TUGAS
Ubah semua baris pada daftar berikut menjadi urutan bernomor, dan lewati baris yang kosong.
===== DATA DIPAKAI =====
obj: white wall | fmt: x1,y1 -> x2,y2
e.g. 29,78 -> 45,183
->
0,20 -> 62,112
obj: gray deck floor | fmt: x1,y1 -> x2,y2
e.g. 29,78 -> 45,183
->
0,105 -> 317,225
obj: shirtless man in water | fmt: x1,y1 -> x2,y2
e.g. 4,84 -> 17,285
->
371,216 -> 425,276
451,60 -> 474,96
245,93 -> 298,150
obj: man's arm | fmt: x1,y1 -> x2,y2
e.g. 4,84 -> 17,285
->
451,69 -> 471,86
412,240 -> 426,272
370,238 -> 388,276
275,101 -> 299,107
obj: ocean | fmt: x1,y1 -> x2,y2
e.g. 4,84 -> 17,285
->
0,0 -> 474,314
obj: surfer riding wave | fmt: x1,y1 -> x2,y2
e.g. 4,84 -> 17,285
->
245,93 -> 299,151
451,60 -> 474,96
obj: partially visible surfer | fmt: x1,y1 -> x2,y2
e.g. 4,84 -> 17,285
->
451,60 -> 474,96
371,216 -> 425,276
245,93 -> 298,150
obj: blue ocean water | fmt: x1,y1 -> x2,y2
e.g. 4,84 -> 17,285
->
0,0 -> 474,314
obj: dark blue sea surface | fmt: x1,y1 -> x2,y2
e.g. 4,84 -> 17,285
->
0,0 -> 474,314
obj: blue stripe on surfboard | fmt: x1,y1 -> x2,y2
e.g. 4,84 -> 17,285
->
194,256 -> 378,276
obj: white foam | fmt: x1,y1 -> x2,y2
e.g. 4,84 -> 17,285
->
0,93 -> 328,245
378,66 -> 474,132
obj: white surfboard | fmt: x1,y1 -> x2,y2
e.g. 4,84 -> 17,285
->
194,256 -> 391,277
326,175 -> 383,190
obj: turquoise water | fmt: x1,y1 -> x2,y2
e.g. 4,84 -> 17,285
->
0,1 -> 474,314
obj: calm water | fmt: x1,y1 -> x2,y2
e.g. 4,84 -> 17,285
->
=====
JAWABAN BENAR
1. obj: white wall | fmt: x1,y1 -> x2,y2
2. e.g. 29,78 -> 45,183
3. ->
4. 0,20 -> 62,112
5. obj: gray deck floor | fmt: x1,y1 -> x2,y2
6. e.g. 29,78 -> 45,183
7. ->
8. 0,105 -> 317,225
9. obj: shirtless man in water | fmt: x1,y1 -> x2,y2
10. e.g. 4,84 -> 17,285
11. ->
12. 371,216 -> 425,276
13. 451,60 -> 474,96
14. 245,93 -> 298,150
15. obj: man's arm | fmt: x1,y1 -> x2,y2
16. e.g. 4,84 -> 17,285
17. ->
18. 451,69 -> 471,86
19. 412,240 -> 426,272
20. 370,238 -> 388,276
21. 275,101 -> 299,107
22. obj: ocean | fmt: x1,y1 -> x2,y2
23. e.g. 4,84 -> 17,285
24. ->
25. 0,0 -> 474,314
26. obj: surfer riding wave | fmt: x1,y1 -> x2,y2
27. e.g. 4,84 -> 17,285
28. ->
29. 245,93 -> 299,151
30. 451,60 -> 474,96
31. obj: partially visible surfer | fmt: x1,y1 -> x2,y2
32. e.g. 4,84 -> 17,285
33. ->
34. 451,60 -> 474,96
35. 371,216 -> 425,276
36. 245,93 -> 298,150
37. obj: blue ocean water | fmt: x1,y1 -> x2,y2
38. e.g. 4,84 -> 17,285
39. ->
40. 0,0 -> 474,314
41. obj: dark blue sea surface | fmt: x1,y1 -> x2,y2
42. e.g. 4,84 -> 17,285
43. ->
44. 0,0 -> 474,314
45. obj: blue stripe on surfboard | fmt: x1,y1 -> x2,y2
46. e.g. 4,84 -> 17,285
47. ->
48. 194,256 -> 378,276
49. obj: white foam | fmt: x1,y1 -> x2,y2
50. e.g. 4,84 -> 17,285
51. ->
52. 0,93 -> 328,245
53. 378,66 -> 474,132
54. obj: white surfboard | fmt: x1,y1 -> x2,y2
55. e.g. 4,84 -> 17,285
56. ->
57. 194,256 -> 391,277
58. 326,175 -> 383,190
59. obj: turquoise water | fmt: x1,y1 -> x2,y2
60. e.g. 4,84 -> 17,285
61. ->
62. 0,1 -> 474,314
63. obj: calm water | fmt: x1,y1 -> x2,y2
64. e.g. 4,84 -> 17,285
65. ->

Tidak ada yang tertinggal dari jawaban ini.